### Quoted passage

06 November 2006

Distant Voices

The phonograph and later, the talking film, would serve as a repository for vaudeville era performances that would be otherwise lost forever. True, archived newspapers and periodicals provide an invaluable record of these performers and the time in which they worked and lived, but no amount of prose --- however descriptive, can replace or duplicate hearing what we can't possibly experience from our present position in time.

Vaudeville and vaudeville-type performances always seemed to go hand-in-hand with technical advances that appeared during the format's lifetime. From the birth of recorded sound and soon thereafter the motion picture film, and throughout the development of the talking film, vaudeville routines were captured in great numbers, either by the original performers or interpreted by others. Most curiously, all of this happened seemingly without much thought given to the fact that a live and original performance, once caught on shellac or celluloid and then duplicated and widely distributed, made the original performance something vastly less the "event" it once was --- it's commercial value immediately diminished by a competing form of public entertainment.

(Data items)

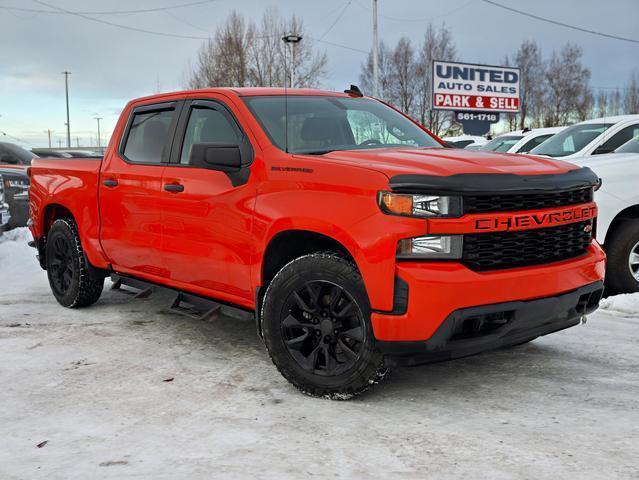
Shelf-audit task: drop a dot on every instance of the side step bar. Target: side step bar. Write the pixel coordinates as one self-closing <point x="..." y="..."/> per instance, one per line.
<point x="192" y="306"/>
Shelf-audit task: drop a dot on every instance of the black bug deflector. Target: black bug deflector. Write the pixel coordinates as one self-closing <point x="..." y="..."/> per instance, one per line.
<point x="477" y="329"/>
<point x="490" y="183"/>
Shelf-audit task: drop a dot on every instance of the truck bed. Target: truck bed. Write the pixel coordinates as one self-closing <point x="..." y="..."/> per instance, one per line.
<point x="70" y="184"/>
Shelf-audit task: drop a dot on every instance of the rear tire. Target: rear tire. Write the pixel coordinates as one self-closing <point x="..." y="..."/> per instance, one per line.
<point x="317" y="329"/>
<point x="622" y="273"/>
<point x="67" y="267"/>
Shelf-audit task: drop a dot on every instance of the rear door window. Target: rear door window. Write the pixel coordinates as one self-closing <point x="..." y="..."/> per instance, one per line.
<point x="149" y="135"/>
<point x="209" y="125"/>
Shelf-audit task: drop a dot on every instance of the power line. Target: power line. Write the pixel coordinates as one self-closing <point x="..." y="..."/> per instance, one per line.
<point x="419" y="20"/>
<point x="109" y="12"/>
<point x="339" y="45"/>
<point x="561" y="24"/>
<point x="118" y="25"/>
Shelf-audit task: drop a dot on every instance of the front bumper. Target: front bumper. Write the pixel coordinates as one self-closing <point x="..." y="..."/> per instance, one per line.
<point x="472" y="330"/>
<point x="437" y="289"/>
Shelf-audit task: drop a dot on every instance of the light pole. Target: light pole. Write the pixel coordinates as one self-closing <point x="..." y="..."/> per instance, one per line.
<point x="99" y="146"/>
<point x="375" y="52"/>
<point x="66" y="88"/>
<point x="291" y="38"/>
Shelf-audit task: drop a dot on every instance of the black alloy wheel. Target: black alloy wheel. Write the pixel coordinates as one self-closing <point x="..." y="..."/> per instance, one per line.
<point x="316" y="326"/>
<point x="72" y="281"/>
<point x="61" y="265"/>
<point x="323" y="328"/>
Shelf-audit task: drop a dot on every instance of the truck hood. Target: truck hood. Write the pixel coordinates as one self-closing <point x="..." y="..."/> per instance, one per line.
<point x="445" y="162"/>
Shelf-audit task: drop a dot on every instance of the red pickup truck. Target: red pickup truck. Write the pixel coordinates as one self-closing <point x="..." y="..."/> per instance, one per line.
<point x="356" y="237"/>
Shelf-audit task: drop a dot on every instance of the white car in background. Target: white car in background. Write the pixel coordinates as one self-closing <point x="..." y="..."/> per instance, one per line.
<point x="592" y="137"/>
<point x="520" y="141"/>
<point x="463" y="141"/>
<point x="618" y="218"/>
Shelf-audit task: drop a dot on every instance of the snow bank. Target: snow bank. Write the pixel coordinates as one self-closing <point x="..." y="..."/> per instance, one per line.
<point x="627" y="304"/>
<point x="19" y="269"/>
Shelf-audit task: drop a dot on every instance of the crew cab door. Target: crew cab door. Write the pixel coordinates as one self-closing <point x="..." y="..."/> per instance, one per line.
<point x="207" y="213"/>
<point x="131" y="191"/>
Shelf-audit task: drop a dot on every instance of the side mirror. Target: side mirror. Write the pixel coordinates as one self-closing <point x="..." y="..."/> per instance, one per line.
<point x="216" y="156"/>
<point x="601" y="150"/>
<point x="8" y="159"/>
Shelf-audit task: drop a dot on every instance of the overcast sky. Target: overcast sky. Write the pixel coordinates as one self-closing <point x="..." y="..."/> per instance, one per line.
<point x="111" y="65"/>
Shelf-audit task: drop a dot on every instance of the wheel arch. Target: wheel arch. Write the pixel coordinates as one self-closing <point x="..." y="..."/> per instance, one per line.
<point x="288" y="244"/>
<point x="55" y="211"/>
<point x="627" y="213"/>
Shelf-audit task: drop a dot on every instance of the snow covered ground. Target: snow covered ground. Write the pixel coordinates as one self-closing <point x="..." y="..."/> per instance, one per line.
<point x="93" y="384"/>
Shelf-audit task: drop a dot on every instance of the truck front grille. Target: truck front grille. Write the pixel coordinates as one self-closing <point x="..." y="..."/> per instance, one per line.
<point x="501" y="250"/>
<point x="516" y="202"/>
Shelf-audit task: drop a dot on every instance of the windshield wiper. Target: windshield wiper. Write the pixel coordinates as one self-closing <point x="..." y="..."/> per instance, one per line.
<point x="318" y="152"/>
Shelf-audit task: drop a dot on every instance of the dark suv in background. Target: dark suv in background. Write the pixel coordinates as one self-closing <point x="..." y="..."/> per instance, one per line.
<point x="15" y="183"/>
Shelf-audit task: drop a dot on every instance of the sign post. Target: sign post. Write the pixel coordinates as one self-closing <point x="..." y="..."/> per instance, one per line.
<point x="476" y="93"/>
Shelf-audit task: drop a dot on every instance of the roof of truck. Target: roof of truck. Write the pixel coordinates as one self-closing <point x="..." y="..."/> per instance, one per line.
<point x="246" y="92"/>
<point x="258" y="91"/>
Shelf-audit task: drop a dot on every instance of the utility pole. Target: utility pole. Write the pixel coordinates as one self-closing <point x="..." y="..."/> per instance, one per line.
<point x="99" y="146"/>
<point x="375" y="52"/>
<point x="66" y="87"/>
<point x="292" y="39"/>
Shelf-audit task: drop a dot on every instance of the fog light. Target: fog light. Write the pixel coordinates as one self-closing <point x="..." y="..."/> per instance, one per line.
<point x="433" y="246"/>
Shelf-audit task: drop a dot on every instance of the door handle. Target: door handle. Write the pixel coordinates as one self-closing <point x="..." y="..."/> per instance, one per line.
<point x="174" y="187"/>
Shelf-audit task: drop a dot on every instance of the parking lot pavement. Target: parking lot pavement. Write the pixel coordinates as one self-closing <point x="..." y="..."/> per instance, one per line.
<point x="128" y="389"/>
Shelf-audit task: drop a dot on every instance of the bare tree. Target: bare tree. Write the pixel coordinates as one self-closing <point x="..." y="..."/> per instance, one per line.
<point x="568" y="93"/>
<point x="222" y="61"/>
<point x="510" y="118"/>
<point x="244" y="54"/>
<point x="529" y="61"/>
<point x="437" y="44"/>
<point x="306" y="67"/>
<point x="384" y="72"/>
<point x="265" y="52"/>
<point x="402" y="71"/>
<point x="631" y="96"/>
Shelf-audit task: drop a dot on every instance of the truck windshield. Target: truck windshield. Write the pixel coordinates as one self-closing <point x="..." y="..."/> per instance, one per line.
<point x="321" y="124"/>
<point x="571" y="140"/>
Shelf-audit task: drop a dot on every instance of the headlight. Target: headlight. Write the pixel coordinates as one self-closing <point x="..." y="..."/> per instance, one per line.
<point x="422" y="206"/>
<point x="433" y="246"/>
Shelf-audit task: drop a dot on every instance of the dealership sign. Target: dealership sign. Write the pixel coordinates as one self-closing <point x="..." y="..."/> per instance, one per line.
<point x="471" y="88"/>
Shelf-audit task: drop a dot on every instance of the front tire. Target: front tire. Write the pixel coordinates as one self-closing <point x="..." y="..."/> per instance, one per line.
<point x="67" y="267"/>
<point x="317" y="329"/>
<point x="622" y="273"/>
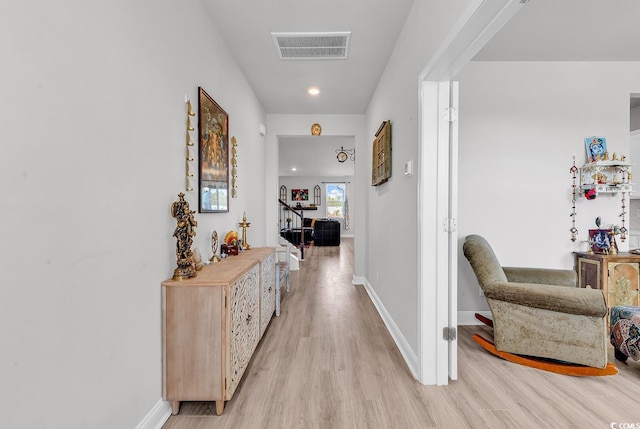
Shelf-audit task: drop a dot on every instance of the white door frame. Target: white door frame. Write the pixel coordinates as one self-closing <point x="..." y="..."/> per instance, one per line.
<point x="437" y="177"/>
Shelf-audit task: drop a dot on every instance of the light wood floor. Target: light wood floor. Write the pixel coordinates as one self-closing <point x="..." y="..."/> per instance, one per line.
<point x="329" y="362"/>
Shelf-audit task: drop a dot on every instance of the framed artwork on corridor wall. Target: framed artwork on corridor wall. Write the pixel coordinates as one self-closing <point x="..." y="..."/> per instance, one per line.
<point x="299" y="195"/>
<point x="381" y="155"/>
<point x="213" y="148"/>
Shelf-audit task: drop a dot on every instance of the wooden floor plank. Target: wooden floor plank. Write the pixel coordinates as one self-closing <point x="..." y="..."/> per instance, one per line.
<point x="329" y="362"/>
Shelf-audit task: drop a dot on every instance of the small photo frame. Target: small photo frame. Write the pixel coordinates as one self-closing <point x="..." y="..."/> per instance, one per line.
<point x="299" y="195"/>
<point x="602" y="241"/>
<point x="596" y="148"/>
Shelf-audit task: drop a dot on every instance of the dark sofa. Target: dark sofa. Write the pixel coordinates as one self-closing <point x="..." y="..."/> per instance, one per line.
<point x="323" y="232"/>
<point x="326" y="232"/>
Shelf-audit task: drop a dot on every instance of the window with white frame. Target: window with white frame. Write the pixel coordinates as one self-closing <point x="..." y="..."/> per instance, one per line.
<point x="336" y="194"/>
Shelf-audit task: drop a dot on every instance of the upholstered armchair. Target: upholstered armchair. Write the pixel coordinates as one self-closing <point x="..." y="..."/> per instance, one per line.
<point x="540" y="312"/>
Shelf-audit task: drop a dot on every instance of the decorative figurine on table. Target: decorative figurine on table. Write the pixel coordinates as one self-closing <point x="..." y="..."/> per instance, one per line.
<point x="214" y="247"/>
<point x="184" y="233"/>
<point x="244" y="225"/>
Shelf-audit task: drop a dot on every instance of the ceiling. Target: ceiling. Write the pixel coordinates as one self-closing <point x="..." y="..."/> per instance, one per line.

### Parts of the exercise
**a)** Reproduce the stretch of the vaudeville text from "The phonograph and" through "position in time.".
**b)** Answer these questions from the vaudeville text:
(i) What date appears at the top?
(ii) According to the text, what do archived newspapers and periodicals provide?
(iii) On what two materials does the text say a live performance was caught?
This material has no connection to the vaudeville text.

### Answer list
**a)**
The phonograph and later, the talking film, would serve as a repository for vaudeville era performances that would be otherwise lost forever. True, archived newspapers and periodicals provide an invaluable record of these performers and the time in which they worked and lived, but no amount of prose --- however descriptive, can replace or duplicate hearing what we can't possibly experience from our present position in time.

**b)**
(i) 06 November 2006
(ii) An invaluable record of these performers and the time in which they worked and lived
(iii) Shellac or celluloid